INSTRUCTIONS FOR THE TASK. Among the records below, find each line bearing the word "wall" and copy it.

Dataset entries
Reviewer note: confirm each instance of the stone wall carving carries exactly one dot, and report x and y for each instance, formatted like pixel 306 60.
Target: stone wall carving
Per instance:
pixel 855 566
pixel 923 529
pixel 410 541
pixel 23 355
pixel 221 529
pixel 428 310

SOLUTION FOR THIS TASK.
Reviewer note: confirm each instance of the stone wall carving carries exactly one dot, and report x and y for each instance, formatted like pixel 306 60.
Target: stone wall carving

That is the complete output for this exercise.